Passage |
══════════════════════════════
Diffusion Gemma benchmark scripts

Python scripts for benchmarking llama-diffusion-gemma-cli and llama-diffusion-gemma-server with GGUF Diffusion Gemma models.

The scripts are standalone and only use the Python standard library. They do not assume a fixed llama.cpp checkout path. Provide the executable path and the model path explicitly.

Files

bench-diffusion-gemma-cli.py: runs the CLI executable across one prompt or a prompt file.
bench-diffusion-gemma-server.py: starts the server executable, sends OpenAI compatible requests, collects timings and metrics, then stops the server.
diffusion-gemma-prompts.txt: sample prompt sweep with one prompt per line.

Requirements

Python 3.10 or newer.
A built llama.cpp Diffusion Gemma CLI executable.
A built llama.cpp Diffusion Gemma server executable.
A compatible GGUF model.

Prompt files

Use --prompt-file to pass a text file with one prompt per non-empty line. If --prompt-file is omitted, the scripts use --prompt.

The included diffusion-gemma-prompts.txt asks for progressively longer answers so the benchmark can exercise different generated block counts.

Current defaults

The scripts are aligned with the current Diffusion Gemma CUDA defaults:

Context size defaults to 8096.
Denoising steps default to 48.
Top-k is not passed by default, so the binaries use full softmax (top_k=0).
══════════════════════════════
Supplied data |

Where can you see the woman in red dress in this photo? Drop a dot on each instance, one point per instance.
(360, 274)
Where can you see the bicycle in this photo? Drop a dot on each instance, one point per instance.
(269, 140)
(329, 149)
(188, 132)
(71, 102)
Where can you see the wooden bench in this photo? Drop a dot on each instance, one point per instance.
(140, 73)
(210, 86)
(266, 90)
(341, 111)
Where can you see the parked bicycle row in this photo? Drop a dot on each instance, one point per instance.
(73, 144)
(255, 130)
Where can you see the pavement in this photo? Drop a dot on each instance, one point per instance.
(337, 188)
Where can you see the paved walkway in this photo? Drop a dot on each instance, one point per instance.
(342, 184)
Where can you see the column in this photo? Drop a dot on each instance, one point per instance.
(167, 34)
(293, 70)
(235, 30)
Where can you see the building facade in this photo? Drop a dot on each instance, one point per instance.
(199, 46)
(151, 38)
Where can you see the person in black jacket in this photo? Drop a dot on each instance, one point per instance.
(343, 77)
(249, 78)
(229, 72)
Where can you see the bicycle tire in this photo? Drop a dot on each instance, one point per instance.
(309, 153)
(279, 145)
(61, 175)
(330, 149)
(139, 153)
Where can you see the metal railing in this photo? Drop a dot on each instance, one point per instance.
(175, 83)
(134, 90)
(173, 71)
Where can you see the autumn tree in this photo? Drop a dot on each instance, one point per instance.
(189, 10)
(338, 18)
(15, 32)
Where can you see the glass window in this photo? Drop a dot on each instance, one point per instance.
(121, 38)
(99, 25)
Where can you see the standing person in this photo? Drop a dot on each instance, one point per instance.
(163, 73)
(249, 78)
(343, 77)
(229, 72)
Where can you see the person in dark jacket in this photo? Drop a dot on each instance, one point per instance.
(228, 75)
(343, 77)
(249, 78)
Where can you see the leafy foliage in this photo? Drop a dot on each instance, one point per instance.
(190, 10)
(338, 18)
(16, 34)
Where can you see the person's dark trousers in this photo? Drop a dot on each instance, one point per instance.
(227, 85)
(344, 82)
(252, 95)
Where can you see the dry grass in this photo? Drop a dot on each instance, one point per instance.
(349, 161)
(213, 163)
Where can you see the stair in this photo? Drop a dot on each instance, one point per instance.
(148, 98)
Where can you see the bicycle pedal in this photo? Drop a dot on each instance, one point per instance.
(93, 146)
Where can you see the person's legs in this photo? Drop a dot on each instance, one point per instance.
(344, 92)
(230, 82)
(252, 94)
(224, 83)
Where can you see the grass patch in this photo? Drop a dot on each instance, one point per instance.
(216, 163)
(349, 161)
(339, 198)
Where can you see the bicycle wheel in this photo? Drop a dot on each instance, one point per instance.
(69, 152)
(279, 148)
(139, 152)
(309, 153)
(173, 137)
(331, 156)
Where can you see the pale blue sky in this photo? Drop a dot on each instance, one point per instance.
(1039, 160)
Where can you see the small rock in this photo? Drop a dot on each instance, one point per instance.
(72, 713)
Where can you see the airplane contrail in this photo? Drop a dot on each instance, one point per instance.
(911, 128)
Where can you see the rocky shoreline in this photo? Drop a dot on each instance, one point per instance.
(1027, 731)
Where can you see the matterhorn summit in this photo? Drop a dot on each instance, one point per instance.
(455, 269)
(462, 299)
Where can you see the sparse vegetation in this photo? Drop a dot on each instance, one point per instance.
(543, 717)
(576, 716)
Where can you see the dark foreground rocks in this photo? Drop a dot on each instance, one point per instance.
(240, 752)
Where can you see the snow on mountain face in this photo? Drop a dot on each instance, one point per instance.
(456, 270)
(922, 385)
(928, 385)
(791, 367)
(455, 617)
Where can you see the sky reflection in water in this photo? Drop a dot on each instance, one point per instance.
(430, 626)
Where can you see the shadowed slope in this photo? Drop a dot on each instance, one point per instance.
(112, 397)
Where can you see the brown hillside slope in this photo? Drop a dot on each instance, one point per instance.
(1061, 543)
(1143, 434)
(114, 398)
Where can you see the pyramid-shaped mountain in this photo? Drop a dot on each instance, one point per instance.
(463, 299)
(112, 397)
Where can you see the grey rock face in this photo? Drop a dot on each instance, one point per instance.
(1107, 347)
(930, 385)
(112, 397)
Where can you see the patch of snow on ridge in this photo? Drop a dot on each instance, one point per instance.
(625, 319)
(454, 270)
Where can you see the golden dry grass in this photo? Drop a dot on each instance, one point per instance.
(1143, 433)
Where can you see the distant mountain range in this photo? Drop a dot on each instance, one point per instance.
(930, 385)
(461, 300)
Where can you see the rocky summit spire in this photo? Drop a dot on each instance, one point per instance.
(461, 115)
══════════════════════════════
What is expected | Summarize the Diffusion Gemma benchmark scripts text in two sentences. The rows are separate material and have nothing to do with the Diffusion Gemma benchmark scripts text.

Written solution | The text describes standalone Python scripts, using only the standard library, that benchmark llama-diffusion-gemma-cli and llama-diffusion-gemma-server with GGUF Diffusion Gemma models, with the executable and model paths given explicitly. The scripts follow the current Diffusion Gemma CUDA defaults: a context size of 8096, 48 denoising steps, and no top-k passed by default, so the binaries use full softmax.